Sezione del documento>
___
Qui siamo già nella vita interiore del nostro carattere, socialmente malato e costantemente bisognoso di immergersi nel lavoro, sia dal punto di vista oggettivo che soggettivo. In parole povere, la sua psicologia è ideologia attraverso la falsificazione che promuove (in letteratura: l'imborghesimento del romanzo) e la verità del suo essere sociale (in letteratura: l'inquadramento attraverso l'opera).
Va detto, di sfuggita, che questa commistione fa parte dell'opera nel suo complesso e può essere attribuita all'autore. Il libro esplora in un certo senso i reali processi psicologici che coinvolgono i poveri nel costante bisogno di affermazione in un contesto ostile e nella difesa ideologica del lavoro e della scuola come vie per l'emancipazione. Si potrebbero fare diversi ragionamenti su questa commistione, ma mi sembra che, così configurata, sia un difetto, perché porta l'opera a imbarcarsi nella falsificazione della realtà e non nel suo svelamento critico, che le garantirebbe un vero respiro emancipatorio.
___
Righe fornite>
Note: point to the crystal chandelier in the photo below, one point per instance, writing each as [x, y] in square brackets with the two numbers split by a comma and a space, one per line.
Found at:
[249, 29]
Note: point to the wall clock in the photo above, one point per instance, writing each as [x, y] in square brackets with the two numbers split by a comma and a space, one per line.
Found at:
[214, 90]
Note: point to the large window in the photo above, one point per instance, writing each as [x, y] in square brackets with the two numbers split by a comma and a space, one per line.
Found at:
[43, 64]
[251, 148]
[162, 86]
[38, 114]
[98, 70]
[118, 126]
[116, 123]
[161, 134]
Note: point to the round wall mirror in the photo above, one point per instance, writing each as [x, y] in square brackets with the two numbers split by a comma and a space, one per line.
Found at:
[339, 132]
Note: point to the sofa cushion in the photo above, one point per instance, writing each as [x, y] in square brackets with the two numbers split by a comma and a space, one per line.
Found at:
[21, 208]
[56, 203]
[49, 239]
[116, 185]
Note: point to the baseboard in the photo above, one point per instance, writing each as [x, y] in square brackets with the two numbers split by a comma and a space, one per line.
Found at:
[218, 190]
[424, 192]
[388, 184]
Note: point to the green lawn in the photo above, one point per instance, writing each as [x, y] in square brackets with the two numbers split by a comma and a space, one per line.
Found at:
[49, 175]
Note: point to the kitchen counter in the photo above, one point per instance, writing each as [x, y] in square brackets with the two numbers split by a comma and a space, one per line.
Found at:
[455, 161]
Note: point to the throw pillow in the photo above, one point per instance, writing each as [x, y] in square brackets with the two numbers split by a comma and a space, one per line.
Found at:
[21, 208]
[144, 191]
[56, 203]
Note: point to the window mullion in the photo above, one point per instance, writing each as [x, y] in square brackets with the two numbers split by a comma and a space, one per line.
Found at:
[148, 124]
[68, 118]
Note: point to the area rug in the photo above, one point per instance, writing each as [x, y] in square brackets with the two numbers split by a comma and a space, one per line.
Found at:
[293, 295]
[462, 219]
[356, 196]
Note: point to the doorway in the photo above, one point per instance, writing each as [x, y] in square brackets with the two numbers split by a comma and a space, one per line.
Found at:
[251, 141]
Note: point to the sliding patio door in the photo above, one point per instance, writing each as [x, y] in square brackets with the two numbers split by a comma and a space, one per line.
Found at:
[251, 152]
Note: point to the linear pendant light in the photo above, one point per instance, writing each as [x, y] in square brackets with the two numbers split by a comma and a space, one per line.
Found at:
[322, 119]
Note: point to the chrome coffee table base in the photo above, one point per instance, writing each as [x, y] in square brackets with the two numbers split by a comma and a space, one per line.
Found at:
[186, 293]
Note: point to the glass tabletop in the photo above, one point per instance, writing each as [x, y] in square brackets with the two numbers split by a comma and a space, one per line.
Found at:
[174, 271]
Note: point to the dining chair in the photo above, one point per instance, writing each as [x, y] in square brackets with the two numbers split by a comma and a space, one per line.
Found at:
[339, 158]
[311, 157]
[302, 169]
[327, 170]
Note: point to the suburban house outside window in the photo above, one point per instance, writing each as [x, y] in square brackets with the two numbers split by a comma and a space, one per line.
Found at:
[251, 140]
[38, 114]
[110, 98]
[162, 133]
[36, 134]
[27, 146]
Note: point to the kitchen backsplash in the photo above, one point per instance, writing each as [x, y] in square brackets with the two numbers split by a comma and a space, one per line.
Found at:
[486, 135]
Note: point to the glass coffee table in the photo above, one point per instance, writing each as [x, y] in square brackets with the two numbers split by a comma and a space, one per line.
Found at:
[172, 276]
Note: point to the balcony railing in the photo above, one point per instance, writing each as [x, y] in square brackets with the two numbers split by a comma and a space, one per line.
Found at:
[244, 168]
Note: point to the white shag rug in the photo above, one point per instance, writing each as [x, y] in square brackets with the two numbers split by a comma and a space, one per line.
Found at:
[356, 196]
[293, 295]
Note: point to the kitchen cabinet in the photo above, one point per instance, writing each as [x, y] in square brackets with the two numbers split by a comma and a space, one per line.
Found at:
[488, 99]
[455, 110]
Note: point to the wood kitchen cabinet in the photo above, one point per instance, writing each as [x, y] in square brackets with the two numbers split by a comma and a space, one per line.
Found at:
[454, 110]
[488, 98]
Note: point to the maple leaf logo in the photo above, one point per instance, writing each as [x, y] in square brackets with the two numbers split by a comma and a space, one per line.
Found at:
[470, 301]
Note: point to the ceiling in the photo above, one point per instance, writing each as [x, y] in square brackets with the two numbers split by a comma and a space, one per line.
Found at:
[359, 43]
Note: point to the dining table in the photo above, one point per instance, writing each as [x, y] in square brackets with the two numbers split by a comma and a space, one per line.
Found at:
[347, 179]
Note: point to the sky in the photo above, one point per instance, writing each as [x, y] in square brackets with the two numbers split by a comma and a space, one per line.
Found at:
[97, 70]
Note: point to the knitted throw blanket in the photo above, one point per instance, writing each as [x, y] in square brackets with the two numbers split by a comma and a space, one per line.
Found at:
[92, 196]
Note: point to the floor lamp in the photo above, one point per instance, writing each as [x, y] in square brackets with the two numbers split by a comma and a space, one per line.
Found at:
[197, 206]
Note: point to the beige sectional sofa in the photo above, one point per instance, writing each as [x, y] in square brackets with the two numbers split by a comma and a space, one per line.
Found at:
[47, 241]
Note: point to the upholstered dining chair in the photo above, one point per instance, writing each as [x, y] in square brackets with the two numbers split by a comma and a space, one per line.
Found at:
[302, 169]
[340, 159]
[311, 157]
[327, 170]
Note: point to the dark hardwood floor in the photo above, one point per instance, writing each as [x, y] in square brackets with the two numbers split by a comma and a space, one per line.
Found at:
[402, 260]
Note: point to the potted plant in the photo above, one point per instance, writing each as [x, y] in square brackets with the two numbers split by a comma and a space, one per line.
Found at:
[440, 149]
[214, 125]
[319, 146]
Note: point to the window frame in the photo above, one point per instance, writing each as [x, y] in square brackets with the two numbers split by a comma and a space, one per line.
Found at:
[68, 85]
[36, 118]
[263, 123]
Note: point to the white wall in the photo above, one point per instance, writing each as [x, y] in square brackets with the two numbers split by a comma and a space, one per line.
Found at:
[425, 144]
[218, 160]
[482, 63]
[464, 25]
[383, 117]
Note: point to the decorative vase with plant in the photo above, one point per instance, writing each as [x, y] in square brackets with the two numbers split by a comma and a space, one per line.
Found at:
___
Compiti da svolgere>
a – Quali vie per l'emancipazione vengono difese ideologicamente, secondo il brano?
b – Estrai dalle righe fornite tutte quelle che contengono la stringa "throw", copiandole per intero.
Il brano e le righe non hanno alcun legame tra loro.

Risultati attesi>
a – Il lavoro e la scuola.

b –
Note: point to the throw pillow in the photo above, one point per instance, writing each as [x, y] in square brackets with the two numbers split by a comma and a space, one per line.
Note: point to the knitted throw blanket in the photo above, one point per instance, writing each as [x, y] in square brackets with the two numbers split by a comma and a space, one per line.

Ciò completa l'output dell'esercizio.